**Do this**
Answer these questions from the patch reply below:
(a) Who sent the reply?
(b) Which function can fail both before and after initializing the dma-fence?
(c) What does the patch pass to nouveau_fence_new() already?

**Extract to read**
Re: [PATCH drm-misc-next] drm/nouveau: fence: fix undefined fence state after emit

From: Dave Airlie
Date: Tue Aug 29 2023 - 18:48:24 EST


On Wed, 30 Aug 2023 at 08:38, Danilo Krummrich <dakr@xxxxxxxxxx> wrote:
>
> nouveau_fence_emit() can fail before and after initializing the
> dma-fence and hence before and after initializing the dma-fence' kref.
>
> In order to avoid nouveau_fence_emit() potentially failing before
> dma-fence initialization pass the channel to nouveau_fence_new() already
> and perform the required check before even allocating the fence.

[Excerpts of pointing data]

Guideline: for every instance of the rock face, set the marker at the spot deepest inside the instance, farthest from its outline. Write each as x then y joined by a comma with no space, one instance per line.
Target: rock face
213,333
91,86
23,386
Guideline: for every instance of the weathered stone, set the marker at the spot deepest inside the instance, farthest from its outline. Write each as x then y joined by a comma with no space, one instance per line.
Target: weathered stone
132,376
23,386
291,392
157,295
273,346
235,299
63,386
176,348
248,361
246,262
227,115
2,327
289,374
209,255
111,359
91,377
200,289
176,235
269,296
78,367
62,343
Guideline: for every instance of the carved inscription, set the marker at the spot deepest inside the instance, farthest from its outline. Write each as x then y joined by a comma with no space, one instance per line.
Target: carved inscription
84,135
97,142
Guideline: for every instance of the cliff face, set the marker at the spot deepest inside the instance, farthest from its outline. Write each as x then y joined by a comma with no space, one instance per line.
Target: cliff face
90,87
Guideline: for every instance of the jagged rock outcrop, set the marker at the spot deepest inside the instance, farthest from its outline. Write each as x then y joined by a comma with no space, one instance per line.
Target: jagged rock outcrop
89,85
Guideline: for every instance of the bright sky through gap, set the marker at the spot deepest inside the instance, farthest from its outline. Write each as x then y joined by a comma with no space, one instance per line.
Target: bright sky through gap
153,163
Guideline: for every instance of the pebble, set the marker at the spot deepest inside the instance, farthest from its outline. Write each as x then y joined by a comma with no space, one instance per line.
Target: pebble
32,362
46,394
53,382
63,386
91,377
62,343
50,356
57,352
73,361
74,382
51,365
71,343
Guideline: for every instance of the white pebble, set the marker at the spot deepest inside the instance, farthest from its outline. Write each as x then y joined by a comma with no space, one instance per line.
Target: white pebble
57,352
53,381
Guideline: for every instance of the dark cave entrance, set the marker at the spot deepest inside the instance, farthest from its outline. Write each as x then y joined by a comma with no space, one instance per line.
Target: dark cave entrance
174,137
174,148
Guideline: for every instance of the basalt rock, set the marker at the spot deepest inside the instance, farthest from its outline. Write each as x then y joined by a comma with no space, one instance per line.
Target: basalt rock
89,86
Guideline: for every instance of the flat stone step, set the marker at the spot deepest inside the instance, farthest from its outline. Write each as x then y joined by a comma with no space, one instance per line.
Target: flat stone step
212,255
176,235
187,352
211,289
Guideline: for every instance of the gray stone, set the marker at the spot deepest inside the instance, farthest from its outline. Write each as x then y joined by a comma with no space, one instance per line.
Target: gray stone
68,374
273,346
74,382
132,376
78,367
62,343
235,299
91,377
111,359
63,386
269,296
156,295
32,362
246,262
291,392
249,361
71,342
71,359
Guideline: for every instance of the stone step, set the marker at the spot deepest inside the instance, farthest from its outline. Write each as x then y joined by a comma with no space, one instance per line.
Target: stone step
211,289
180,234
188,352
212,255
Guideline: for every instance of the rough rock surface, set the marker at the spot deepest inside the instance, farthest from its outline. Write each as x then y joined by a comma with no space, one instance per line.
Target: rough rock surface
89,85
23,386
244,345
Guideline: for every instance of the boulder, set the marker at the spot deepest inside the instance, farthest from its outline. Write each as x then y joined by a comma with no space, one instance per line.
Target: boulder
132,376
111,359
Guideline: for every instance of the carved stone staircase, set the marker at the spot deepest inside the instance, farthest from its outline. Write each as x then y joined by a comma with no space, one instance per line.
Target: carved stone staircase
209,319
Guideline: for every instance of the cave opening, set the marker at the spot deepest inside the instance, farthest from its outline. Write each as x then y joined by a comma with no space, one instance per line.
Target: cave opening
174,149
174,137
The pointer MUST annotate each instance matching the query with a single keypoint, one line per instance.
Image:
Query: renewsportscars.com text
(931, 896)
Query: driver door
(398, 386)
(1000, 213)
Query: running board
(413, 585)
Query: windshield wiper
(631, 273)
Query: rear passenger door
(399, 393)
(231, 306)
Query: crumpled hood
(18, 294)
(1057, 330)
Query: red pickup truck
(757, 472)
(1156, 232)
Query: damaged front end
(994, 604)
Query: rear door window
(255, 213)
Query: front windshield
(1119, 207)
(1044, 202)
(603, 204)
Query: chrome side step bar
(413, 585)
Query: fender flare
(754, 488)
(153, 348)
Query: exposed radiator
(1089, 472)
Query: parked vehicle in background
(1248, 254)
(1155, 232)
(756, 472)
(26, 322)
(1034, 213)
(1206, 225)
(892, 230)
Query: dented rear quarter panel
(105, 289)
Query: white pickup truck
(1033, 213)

**The solution**
(a) Dave Airlie
(b) nouveau_fence_emit()
(c) The channel